[Material for this task]
______________________________

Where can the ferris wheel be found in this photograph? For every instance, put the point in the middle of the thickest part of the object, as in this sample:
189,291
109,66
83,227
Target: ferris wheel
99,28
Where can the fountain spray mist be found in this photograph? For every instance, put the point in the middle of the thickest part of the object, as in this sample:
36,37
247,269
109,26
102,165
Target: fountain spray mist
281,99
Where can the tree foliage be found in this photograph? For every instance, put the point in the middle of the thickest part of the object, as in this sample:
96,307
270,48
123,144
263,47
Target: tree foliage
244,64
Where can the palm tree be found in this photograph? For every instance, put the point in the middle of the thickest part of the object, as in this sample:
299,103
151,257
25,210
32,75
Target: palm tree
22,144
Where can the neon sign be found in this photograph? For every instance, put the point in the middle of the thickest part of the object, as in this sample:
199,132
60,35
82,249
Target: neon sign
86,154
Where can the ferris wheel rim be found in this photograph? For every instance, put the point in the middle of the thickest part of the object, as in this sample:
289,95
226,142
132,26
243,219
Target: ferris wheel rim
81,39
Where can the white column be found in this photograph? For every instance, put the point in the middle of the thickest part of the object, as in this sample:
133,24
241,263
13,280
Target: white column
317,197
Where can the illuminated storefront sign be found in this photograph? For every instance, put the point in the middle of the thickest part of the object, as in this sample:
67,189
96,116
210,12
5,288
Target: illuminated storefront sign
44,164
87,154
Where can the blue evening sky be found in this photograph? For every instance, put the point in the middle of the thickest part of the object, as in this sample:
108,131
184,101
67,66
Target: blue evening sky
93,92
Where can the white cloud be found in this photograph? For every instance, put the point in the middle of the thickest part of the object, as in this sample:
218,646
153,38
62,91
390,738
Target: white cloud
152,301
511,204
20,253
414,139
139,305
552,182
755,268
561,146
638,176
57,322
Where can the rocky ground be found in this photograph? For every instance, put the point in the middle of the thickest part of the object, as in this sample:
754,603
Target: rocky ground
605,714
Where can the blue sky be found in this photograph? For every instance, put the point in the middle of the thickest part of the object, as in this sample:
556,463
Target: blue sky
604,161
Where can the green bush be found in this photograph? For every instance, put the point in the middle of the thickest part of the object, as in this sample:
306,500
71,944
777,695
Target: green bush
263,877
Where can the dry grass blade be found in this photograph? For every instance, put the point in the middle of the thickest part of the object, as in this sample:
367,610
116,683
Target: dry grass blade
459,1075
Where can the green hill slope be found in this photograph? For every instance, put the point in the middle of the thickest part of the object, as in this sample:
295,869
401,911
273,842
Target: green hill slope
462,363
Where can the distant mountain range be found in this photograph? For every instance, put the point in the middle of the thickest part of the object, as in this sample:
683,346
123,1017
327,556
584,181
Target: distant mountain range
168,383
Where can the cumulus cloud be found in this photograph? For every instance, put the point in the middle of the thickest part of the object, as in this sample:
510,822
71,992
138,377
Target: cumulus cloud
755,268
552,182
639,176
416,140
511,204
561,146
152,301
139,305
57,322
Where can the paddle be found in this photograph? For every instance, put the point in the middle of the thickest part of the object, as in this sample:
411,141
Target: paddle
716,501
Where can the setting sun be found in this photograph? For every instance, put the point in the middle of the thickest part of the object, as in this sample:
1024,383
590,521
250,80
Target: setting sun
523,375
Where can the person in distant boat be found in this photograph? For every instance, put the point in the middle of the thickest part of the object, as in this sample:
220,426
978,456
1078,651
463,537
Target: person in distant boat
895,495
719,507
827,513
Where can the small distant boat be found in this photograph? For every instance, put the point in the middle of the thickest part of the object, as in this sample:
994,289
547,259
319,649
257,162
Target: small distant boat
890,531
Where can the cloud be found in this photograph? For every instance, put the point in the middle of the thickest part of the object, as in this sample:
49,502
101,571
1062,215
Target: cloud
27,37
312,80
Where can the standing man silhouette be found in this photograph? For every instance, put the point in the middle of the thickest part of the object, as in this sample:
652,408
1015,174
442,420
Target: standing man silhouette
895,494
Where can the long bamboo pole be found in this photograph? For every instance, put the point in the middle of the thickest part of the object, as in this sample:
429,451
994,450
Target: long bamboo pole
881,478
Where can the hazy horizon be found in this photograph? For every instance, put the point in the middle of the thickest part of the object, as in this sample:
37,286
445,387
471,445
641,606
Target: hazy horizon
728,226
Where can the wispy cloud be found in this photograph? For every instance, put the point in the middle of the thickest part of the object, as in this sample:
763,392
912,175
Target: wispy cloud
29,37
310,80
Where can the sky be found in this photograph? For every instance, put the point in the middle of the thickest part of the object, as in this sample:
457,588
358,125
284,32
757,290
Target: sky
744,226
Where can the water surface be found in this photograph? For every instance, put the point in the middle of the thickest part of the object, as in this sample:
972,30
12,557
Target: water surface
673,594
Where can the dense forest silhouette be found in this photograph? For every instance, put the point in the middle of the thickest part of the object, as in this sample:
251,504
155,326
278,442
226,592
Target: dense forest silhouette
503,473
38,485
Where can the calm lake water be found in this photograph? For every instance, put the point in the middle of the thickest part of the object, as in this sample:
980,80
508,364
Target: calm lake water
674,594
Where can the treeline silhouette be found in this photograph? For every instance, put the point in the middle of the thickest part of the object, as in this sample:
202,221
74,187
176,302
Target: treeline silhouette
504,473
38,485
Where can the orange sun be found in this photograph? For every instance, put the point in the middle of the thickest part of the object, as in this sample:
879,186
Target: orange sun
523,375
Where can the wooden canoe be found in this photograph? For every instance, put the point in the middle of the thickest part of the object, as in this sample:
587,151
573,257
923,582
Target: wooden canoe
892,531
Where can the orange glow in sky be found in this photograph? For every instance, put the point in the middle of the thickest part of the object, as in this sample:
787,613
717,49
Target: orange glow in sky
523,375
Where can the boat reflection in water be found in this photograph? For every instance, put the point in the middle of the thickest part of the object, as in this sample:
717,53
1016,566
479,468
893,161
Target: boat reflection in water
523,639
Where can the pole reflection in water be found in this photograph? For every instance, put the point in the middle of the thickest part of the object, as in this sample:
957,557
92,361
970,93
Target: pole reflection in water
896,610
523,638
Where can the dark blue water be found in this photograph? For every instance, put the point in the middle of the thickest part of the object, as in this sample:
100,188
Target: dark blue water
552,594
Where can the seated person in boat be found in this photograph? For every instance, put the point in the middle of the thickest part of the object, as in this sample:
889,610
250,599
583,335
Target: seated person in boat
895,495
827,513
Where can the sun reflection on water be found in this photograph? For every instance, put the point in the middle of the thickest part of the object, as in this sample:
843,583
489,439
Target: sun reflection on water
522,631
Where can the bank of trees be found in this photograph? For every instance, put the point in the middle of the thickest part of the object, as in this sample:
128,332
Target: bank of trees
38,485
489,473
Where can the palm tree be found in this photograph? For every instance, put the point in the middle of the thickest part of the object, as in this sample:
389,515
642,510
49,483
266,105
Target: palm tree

______________________________

Reproduce all of the entries above line by line, with no changes to any wording or number.

[Worked answer]
Where can the ferris wheel be found in this photograph? For every instance, put the point in the middle of the thickest part of the object, as in this sample:
189,291
109,66
83,227
Target: ferris wheel
99,28
Where can the fountain spray mist be found in this photograph? For every instance, put the point in the middle of the thickest part of the object, as in this sample:
36,37
247,269
109,26
102,165
Target: fountain spray mist
281,99
Where can the tree foliage be found in this photograph? For every instance, put the point in the middle of the thickest part of the object, as in this sample:
96,307
270,48
123,144
263,47
Target: tree foliage
244,64
Where can the palm tree be found in this photograph? For every instance, put the point in the middle of the thickest part of the object, as in this sample:
299,103
151,257
25,210
32,75
Target: palm tree
22,144
Where can the neon sign be found in this photograph? For every instance, put the point in the middle of the thickest part of the object, as in this sample:
199,132
60,35
82,249
Target: neon sign
86,154
Where can the ferris wheel rim be found in this photograph? For every instance, put the point in the middle of the thickest part of the object, as in this sample:
289,95
226,142
132,26
243,219
Target: ferris wheel rim
81,39
Where can the white column be found in this photograph? For every instance, put the point in the middle of the thickest part of the object, as in this sample:
133,24
241,263
13,280
Target: white column
317,197
Where can the illuminated storefront sign be found in this photograph? For every instance, put the point in the middle of the thickest part of the object, as in this sample:
67,189
96,116
210,12
5,288
Target: illuminated storefront sign
44,164
87,154
Where can the blue evening sky be found in this photograph? For every instance, put the point in the middle of the thickest part of the object, as in this sample:
108,131
184,101
67,66
Target: blue evening sky
93,92
Where can the white cloud be found in this photograph? For every instance, put the point in the middle of the thickest part of the object, as in this sample:
218,646
153,38
62,91
390,738
Target: white cloud
152,301
511,204
20,253
414,139
139,305
552,182
755,268
561,146
638,176
57,322
Where can the rocky ground be found in this photograph? For every instance, put the point in the middle of the thickest part of the object, as in this sample:
754,603
Target: rocky ground
605,714
Where can the blue sky be found in this photograph? For every instance, put the point in the middle of the thickest part of the object, as in this sample:
556,463
Target: blue sky
604,161
Where can the green bush be found in this photograph? For every instance, put the point in the middle of the thickest part of the object, as in this sample:
306,500
71,944
777,695
Target: green bush
263,877
Where can the dry grass blade be found in this photograph? For every instance, put the point in the middle of the thickest part of the object, as in this sample:
367,610
116,683
Target: dry grass blade
459,1075
Where can the green hill slope be found in this photograph? For every instance, put the point in the middle of the thickest part of the object, as in this sample:
295,869
401,911
273,842
Target: green hill slope
462,363
Where can the distant mountain range be found in this photograph? For every instance, put the point in the middle of the thickest part of the object, as in this sample:
683,346
123,1017
327,556
584,181
Target: distant mountain range
168,383
Where can the cumulus cloud be found in this photograph? For every instance, put the point in the middle of the thickest part of the object, as in this sample:
510,822
71,992
138,377
Target: cumulus cloud
755,268
552,182
639,176
416,140
511,204
561,146
152,301
139,305
57,322
Where can the paddle be found in this photograph? For every instance, put the point in the middle of the thickest part of the object, as in this sample:
411,141
Target: paddle
716,501
Where can the setting sun be found in this photograph? For every instance, put the point in the middle of the thickest part of the object, as in this sample:
1024,383
590,521
250,80
Target: setting sun
523,375
Where can the person in distant boat be found in this photograph? For every instance, put the point in the middle of the thickest part of the object, as in this sample:
220,426
978,456
1078,651
463,537
Target: person in distant boat
895,495
719,507
827,513
Where can the small distant boat be found in this photograph? For every instance, put the point in the middle of the thickest part of the object, as in this sample:
994,289
547,259
319,649
257,162
Target: small distant boat
890,531
Where can the cloud be found in this photograph? For every instance, put the point in the middle of the thickest part of the object, as in this sample:
49,502
101,571
1062,215
Target: cloud
27,37
312,80
Where can the standing man silhouette be found in this photograph? For every instance, put the point in the middle of the thickest part of the object, as in this sample:
652,408
1015,174
442,420
Target: standing man silhouette
895,494
Where can the long bamboo pole be found in this photograph? For every instance, put the point in the middle of the thickest part of the object, as in this sample:
429,451
994,450
Target: long bamboo pole
881,478
Where can the hazy horizon be found in this photograph? For every instance, put the point in the middle of the thickest part of the object, as in this sample:
37,286
445,387
471,445
641,606
Target: hazy horizon
728,226
Where can the wispy cloud be found in this photograph? For every instance, put the point in the middle of the thickest part of the object, as in this sample:
763,392
912,175
Target: wispy cloud
29,37
310,80
Where can the sky be found in this photograph? For every instance, put the point in the middle of the thickest part of the object, as in this sample:
457,588
358,125
284,32
757,290
Target: sky
744,226
Where can the water surface be found in this photograph? For every instance, put the point in the middle of the thickest part of the object, as in this sample:
972,30
12,557
Target: water surface
673,594
Where can the dense forest silhouette be found in this photograph? For every instance, put the point in the middle of the thickest part of the object, as in this sample:
251,504
155,326
278,442
226,592
Target: dense forest silhouette
503,473
38,485
Where can the calm lake water be found in this photograph? For every instance, put the point in the middle of the thickest part of the object, as in this sample:
980,80
508,364
Target: calm lake water
674,594
Where can the treeline silhouette be found in this photograph? For every instance, put the point in the middle of the thickest part of the object, as in this sample:
202,221
74,187
176,302
Target: treeline silhouette
504,473
38,485
Where can the orange sun be found in this photograph? For every instance, put the point in the middle of the thickest part of the object, as in this sample:
879,186
Target: orange sun
523,375
Where can the wooden canoe be found in this photograph? For every instance, put the point in the middle of the thickest part of the object, as in this sample:
587,151
573,257
923,582
Target: wooden canoe
892,531
Where can the orange glow in sky be found in this photograph? For every instance, put the point in the middle of the thickest part of the object, as in this sample:
787,613
717,49
Target: orange glow in sky
523,375
Where can the boat reflection in water be found in this photograph? For every instance, put the point in the middle of the thickest part of the object, as in this sample:
717,53
1016,566
479,468
893,161
Target: boat reflection in water
523,639
Where can the pole reflection in water be found in this photograph? For every instance, put the point in the middle of the thickest part of the object, as in this sample:
957,557
92,361
970,93
Target: pole reflection in water
896,610
523,638
Where can the dark blue water be found in this photograph? For every instance, put the point in the middle of the thickest part of the object, as in this sample:
100,188
Target: dark blue water
552,594
Where can the seated person in boat be found in this photograph? For every instance, put the point in the middle of the thickest part of the object, as in this sample:
889,610
250,599
583,335
Target: seated person in boat
895,495
827,513
Where can the sun reflection on water be found in this photograph? For every instance, put the point in the middle of the thickest part of the object, as in this sample:
843,583
489,439
Target: sun reflection on water
522,631
Where can the bank of trees be found in this photograph? For every instance, put the point in the middle of the thickest part of the object, as in this sample:
128,332
Target: bank of trees
38,485
489,473
Where can the palm tree be found in this photograph? For every instance, put the point in the middle of the thickest part of the object, as in this sample:
389,515
642,510
49,483
266,105
Target: palm tree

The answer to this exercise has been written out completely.